### TEXT FOR ANALYSIS
By Jim Lloyd, interviewing Dr. Alexis LaPietra
In the face of persistently high rates of opioid overdose and very high risks of subsequent adverse outcomes faced by individuals who survive overdoses, New Jersey hospitals are innovating to improve care for individuals treated for overdose in their emergency departments, implementing multiple interventions to help engage these individuals with lifesaving medication for treatment for opioid use disorder, such as buprenorphine. A particular focus of intervention has been in the Robert Wood Johnson Barnabas Health System (RWJBH). To understand these innovations, we interviewed Dr. Alexis LaPietra, DO, FACEP, the System Director of Addiction Medicine at the RWJBH System and Medical Director for RWJBH’s Institute for Prevention and Recovery (IFPR). We spoke with Dr. LaPietra about RWJBH’s initiatives, and the whys and hows of improving care for New Jerseyans with opioid use disorder (OUD).
Q: Can you describe the origins of your program for us, briefly?
Dr. LaPietra: In the RWJBH system, despite having made peer support available 24/7 in the ED [emergency department] and hospital setting since 2016, there was almost no utilization of medications for opioid use disorder within the RWJBH acute care setting. In 2023, Dr. Chris Freer decided to make buprenorphine administration and prescribing for naloxone-reversed ED patients one of the three emergency department quality metrics for 2023-2025. This represented a major culture change in the organization, as the quality metrics identified are highlighted as a priority by leadership and linked to incentives for physicians, so everyone pays close attention. I was brought on to a brand-new role as System Director of Addiction Medicine as well as Medical Director of IFPR with the expectation that I would provide support and continued education and guidance for the entire care team. I worked with our twelve hospital sites to increase the rate of buprenorphine administration in our EDs, and to increase distribution of naloxone kits to patients discharged from the ED.

### DATASET ENTRIES
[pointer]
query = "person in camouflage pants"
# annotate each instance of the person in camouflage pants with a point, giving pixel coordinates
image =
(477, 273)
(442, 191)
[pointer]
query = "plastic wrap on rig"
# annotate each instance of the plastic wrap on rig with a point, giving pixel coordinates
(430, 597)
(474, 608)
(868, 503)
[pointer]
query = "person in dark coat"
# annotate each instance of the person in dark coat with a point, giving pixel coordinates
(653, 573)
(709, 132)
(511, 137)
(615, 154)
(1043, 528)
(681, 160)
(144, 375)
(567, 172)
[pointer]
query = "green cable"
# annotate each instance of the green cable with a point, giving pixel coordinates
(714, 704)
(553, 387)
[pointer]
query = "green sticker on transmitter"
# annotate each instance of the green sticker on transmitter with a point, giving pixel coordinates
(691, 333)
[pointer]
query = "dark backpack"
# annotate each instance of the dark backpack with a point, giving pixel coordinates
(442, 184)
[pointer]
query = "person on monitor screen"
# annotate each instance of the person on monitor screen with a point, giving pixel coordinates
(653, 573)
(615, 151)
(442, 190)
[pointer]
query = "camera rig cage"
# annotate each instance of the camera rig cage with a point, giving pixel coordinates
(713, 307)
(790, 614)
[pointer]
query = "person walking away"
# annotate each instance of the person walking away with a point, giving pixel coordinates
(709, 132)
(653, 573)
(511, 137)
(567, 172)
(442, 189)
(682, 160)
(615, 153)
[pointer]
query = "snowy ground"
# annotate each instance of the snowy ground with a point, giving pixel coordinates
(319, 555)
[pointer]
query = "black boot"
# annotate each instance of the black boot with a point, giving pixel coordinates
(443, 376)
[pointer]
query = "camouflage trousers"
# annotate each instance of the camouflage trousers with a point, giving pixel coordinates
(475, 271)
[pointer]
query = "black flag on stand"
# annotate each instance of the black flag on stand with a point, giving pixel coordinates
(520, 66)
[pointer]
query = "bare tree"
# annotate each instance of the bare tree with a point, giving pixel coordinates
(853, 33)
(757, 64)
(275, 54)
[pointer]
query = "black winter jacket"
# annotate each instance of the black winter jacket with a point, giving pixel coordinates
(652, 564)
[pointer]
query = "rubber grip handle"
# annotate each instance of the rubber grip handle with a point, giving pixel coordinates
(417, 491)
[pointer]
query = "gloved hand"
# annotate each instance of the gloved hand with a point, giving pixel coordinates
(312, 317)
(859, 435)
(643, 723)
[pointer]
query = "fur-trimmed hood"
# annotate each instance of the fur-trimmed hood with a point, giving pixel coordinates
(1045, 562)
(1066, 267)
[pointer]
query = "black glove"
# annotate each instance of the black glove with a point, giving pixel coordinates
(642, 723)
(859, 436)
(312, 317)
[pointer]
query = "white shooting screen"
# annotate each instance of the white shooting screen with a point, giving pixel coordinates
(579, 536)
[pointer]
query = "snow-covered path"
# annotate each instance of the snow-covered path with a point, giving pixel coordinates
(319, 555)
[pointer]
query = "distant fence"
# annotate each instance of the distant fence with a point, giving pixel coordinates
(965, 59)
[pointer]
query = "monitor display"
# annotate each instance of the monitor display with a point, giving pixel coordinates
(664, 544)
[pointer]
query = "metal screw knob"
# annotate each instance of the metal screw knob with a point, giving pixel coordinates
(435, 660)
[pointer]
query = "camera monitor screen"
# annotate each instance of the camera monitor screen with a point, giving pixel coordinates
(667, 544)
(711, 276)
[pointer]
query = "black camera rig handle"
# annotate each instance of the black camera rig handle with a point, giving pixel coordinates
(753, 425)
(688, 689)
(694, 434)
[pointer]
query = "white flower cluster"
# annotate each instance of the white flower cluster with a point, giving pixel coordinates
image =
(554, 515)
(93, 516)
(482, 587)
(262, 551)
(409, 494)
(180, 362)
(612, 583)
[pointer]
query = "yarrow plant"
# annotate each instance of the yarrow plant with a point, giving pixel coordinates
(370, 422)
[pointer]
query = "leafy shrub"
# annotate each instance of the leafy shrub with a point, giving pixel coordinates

### PROBLEM 1
In the interview on emergency care for opioid overdose, how many hospital sites did Dr. LaPietra work with to increase buprenorphine administration?
### PROBLEM 2
Continue the interview on emergency care for opioid overdose from the point where it stops.

### RESPONSE BOX 1
Twelve

### RESPONSE BOX 2
Q: How did implementation go, once you decided to put this in place?
Dr. LaPietra: One of the first things we did was get physicians enrolled in electronic prescribing. Buprenorphine is a Schedule III controlled substance, and electronic prescribing is preferred, and we worked with RWJBH’s IT team and ED leadership to get every physician enrolled. We also developed a “Smart Set” in our electronic health record (EHR) for OUD care, so it was treated the same way as many other common ED conditions. Navigating the >20 different prescription options for Buprenorphine in the EHR complicated treatment, and the Smart Set presented to physicians a preset grouping of formal diagnoses, appropriate prescriptions, and discharge instructions for the patients. But we’re still evolving and getting better every day. We provide foundational and continued support for nursing and the medical team about the neurobiology of OUD, why it’s a medical disease, why we need to treat it, how we treat it, and what success looks like.
Q: Turning to those successes, how have you been measuring success for the program?
Dr. LaPietra: Because the EDs administered buprenorphine to less than 1% of OUD patients in 2022, we set the year one mark for buprenorphine prescribing for naloxone-reversed patients at 25% and our current year two goal is 50%. The end of year one data (which was June through November 2023) showed we provided 30.2% of naloxone-reversed opioid overdose patients buprenorphine, which was about 230 patients. Our physicians are also providing buprenorphine to OUD patients who present for other reasons. Between June and November 2023, we wrote over 1,000 total buprenorphine scripts across our EDs.
Q: Thanks so much for this conversation. We can’t wait to see the impact of your work in the coming years. Any final thoughts you’d like to share with us and readers?
Dr. LaPietra: First, I have to acknowledge that IFPR has played a massive role in the program’s success, along with the IFPR’s data team who play a huge role in analyzing our treatment patterns and keeping ourselves accountable. Looking forward, we’re currently expanding MOUD [medications for opioid use disorder] programming to the inpatient hospitalist and maternal health teams, and building additional order sets, protocols, and education. We’re focused on rebuilding trust within the community so those suffering from SUD [substance use disorders] understand we want to provide stigma-free medical care in a trauma-informed, evidence-based manner. Robust SUD programming and the ability for physicians to engage with and treat any patients presenting in all healthcare settings is the ultimate goal.